Data drawn from a collection:
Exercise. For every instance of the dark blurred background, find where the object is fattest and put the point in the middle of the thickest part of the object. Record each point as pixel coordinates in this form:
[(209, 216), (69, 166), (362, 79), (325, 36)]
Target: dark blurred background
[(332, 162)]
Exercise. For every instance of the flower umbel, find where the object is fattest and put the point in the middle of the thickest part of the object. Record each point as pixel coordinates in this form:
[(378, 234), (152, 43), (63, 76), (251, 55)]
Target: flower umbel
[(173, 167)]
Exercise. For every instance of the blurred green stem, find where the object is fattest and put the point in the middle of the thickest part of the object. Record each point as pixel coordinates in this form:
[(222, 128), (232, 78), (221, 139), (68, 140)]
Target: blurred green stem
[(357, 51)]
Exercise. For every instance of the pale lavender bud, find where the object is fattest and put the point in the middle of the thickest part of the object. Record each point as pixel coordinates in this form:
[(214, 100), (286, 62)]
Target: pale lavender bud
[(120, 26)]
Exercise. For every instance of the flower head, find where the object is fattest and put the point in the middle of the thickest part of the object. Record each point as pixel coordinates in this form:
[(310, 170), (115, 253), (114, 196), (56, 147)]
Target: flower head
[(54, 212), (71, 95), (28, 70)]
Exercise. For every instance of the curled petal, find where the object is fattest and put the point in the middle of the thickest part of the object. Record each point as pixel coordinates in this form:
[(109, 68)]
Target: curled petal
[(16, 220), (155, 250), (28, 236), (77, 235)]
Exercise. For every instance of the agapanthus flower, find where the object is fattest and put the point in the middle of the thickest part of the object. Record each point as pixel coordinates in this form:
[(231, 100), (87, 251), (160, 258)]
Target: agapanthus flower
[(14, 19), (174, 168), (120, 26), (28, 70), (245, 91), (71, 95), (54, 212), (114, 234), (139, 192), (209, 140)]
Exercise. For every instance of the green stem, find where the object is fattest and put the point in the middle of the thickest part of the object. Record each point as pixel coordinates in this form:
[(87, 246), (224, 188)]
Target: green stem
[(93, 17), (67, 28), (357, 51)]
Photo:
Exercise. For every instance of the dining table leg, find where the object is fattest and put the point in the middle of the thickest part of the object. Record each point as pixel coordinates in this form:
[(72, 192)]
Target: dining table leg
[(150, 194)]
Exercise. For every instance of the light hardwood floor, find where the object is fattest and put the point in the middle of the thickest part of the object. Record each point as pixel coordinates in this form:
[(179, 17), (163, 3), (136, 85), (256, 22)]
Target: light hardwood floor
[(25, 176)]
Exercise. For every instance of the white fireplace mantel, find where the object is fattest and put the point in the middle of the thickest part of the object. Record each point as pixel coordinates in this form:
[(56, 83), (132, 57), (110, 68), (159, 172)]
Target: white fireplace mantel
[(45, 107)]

GOAL: Format all of the data above as a numbered list, leaving out any blank lines.

WRITTEN RESPONSE:
1. Exercise. For every instance of the dark blurred background, find where the object is fattest and put the point in the middle of the thickest part of the object. Record each point as pixel coordinates in this form:
2. [(209, 216), (69, 166), (362, 79), (325, 36)]
3. Target: dark blurred background
4. [(332, 162)]
5. Exercise. For every instance of the flower umbel, find where the object is fattest and put the point in the middle of the thickest part of the object. Record each point as pixel coordinates in this form:
6. [(378, 234), (152, 43), (63, 76), (251, 55)]
7. Target: flower umbel
8. [(173, 167)]
9. Exercise. For every instance of the blurred green stem, find where the object is fattest and put the point in the middle of the thickest part of the object. Record each point as pixel coordinates in this form:
10. [(222, 128), (232, 78), (221, 139), (68, 140)]
11. Target: blurred green stem
12. [(357, 51)]
13. Exercise. For every instance of the pale lavender bud, find where the object is fattest and put the point in the middle of the thickest part of the object. Record each point as pixel coordinates in this form:
14. [(214, 100), (286, 62)]
15. Target: pale lavender bud
16. [(120, 26)]
17. Exercise. For every instance of the flower head, find where the object is fattest and put the point in the middle of the thickest part of the object. Record each point as pixel coordinates in this form:
18. [(310, 170), (115, 253), (114, 196), (56, 147)]
19. Target: flower head
20. [(54, 212), (71, 95), (28, 70)]
21. Exercise. For every instance of the curled petal, find where the object is fattest and put the point in the middle of the thickest part of the object. Record each point as pixel coordinates in this form:
22. [(109, 68)]
23. Target: curled petal
24. [(16, 220), (155, 250), (28, 236), (77, 235)]
25. Exercise. For every instance of the agapanthus flower, find where the object is fattest and put the point in the middle of the thickest part of the object. Record each point as pixel coordinates in this form:
26. [(231, 100), (87, 251), (160, 258)]
27. Target: agapanthus flower
28. [(14, 19), (174, 168), (120, 26), (28, 70), (245, 91), (71, 95), (54, 212), (114, 234), (139, 192), (209, 140)]
29. Exercise. For every instance of the green stem, find where the object is fattest and put the point in the middle of the thickest part of the object. Record each point as pixel coordinates in this form:
30. [(87, 246), (224, 188)]
31. Target: green stem
32. [(93, 17), (67, 28), (357, 51)]
33. Photo:
34. Exercise. For every instance of the dining table leg, find where the object is fattest and put the point in the middle of the thickest part of the object. Record each point as pixel coordinates in this form:
35. [(72, 192)]
36. Target: dining table leg
37. [(150, 194)]
38. Exercise. For every instance of the light hardwood floor, find where the object is fattest and put the point in the middle of the thickest part of the object. Record each point as pixel coordinates in this form:
39. [(179, 17), (163, 3), (136, 85), (256, 22)]
40. Target: light hardwood floor
41. [(25, 176)]
42. Exercise. For every instance of the white fireplace mantel, find where the object is fattest and put the point in the middle of the thickest part of the object. Record each point as pixel coordinates in this form:
43. [(56, 83), (132, 57), (110, 68), (159, 172)]
44. Target: white fireplace mantel
45. [(45, 107)]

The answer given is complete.